[Source material Boundary: Start]

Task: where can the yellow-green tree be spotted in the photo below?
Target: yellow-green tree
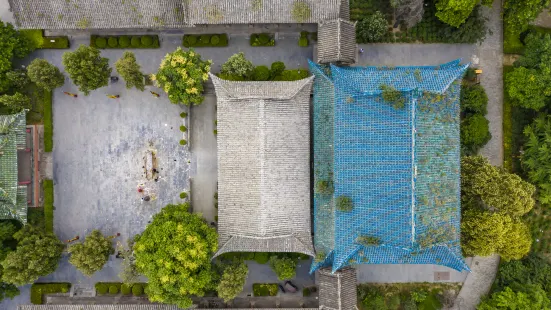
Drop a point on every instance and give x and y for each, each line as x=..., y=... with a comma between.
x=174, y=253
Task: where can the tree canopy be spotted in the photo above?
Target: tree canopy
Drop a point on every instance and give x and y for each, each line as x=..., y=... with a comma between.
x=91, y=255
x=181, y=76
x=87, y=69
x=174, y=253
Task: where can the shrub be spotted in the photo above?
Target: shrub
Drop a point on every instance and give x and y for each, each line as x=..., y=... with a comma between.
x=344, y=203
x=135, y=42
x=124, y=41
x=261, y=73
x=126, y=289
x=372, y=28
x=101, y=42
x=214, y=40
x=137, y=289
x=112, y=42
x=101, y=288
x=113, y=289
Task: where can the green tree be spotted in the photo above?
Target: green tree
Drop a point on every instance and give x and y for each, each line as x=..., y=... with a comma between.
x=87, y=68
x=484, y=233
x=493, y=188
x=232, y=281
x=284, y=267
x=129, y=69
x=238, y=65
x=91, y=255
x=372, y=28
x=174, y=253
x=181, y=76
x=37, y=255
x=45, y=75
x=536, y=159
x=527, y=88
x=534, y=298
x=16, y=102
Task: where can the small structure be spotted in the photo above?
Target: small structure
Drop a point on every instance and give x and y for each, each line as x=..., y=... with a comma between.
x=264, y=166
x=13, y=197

[Source material Boundary: End]

## Description of the task
Only the lines from the start of the records to the one containing "Task: where can the small" should be repeated, exactly and with both ends kept; drop any pictures.

## Answer to the problem
Task: where can the yellow-green tree be spotted in the photo below?
Target: yellow-green tree
Drop a point on every instance and give x and y for each, each line as x=..., y=... with a comma between.
x=174, y=253
Task: where can the tree canopy be spotted in the photo above?
Target: tree canopy
Drop a point on every instance and give x and y for each, each line as x=..., y=... with a comma between.
x=91, y=255
x=181, y=76
x=87, y=69
x=174, y=253
Task: where can the shrub be spotted in the photo above?
Target: shrub
Drop a point on every instance and give x and y for each, each line as x=..., y=... with a comma between.
x=344, y=203
x=135, y=42
x=124, y=41
x=261, y=73
x=126, y=289
x=372, y=28
x=101, y=42
x=214, y=40
x=137, y=289
x=112, y=42
x=101, y=288
x=113, y=289
Task: where can the green tree be spotted in the photo above?
Target: green tree
Drop a point on every instance and give x and y for each, each line as x=..., y=... with a comma between.
x=87, y=68
x=484, y=233
x=493, y=188
x=232, y=281
x=284, y=267
x=129, y=69
x=238, y=65
x=91, y=255
x=372, y=28
x=174, y=253
x=181, y=76
x=37, y=255
x=45, y=75
x=536, y=159
x=527, y=88
x=534, y=298
x=16, y=102
Task: where can the small structure be spotted in the photo above?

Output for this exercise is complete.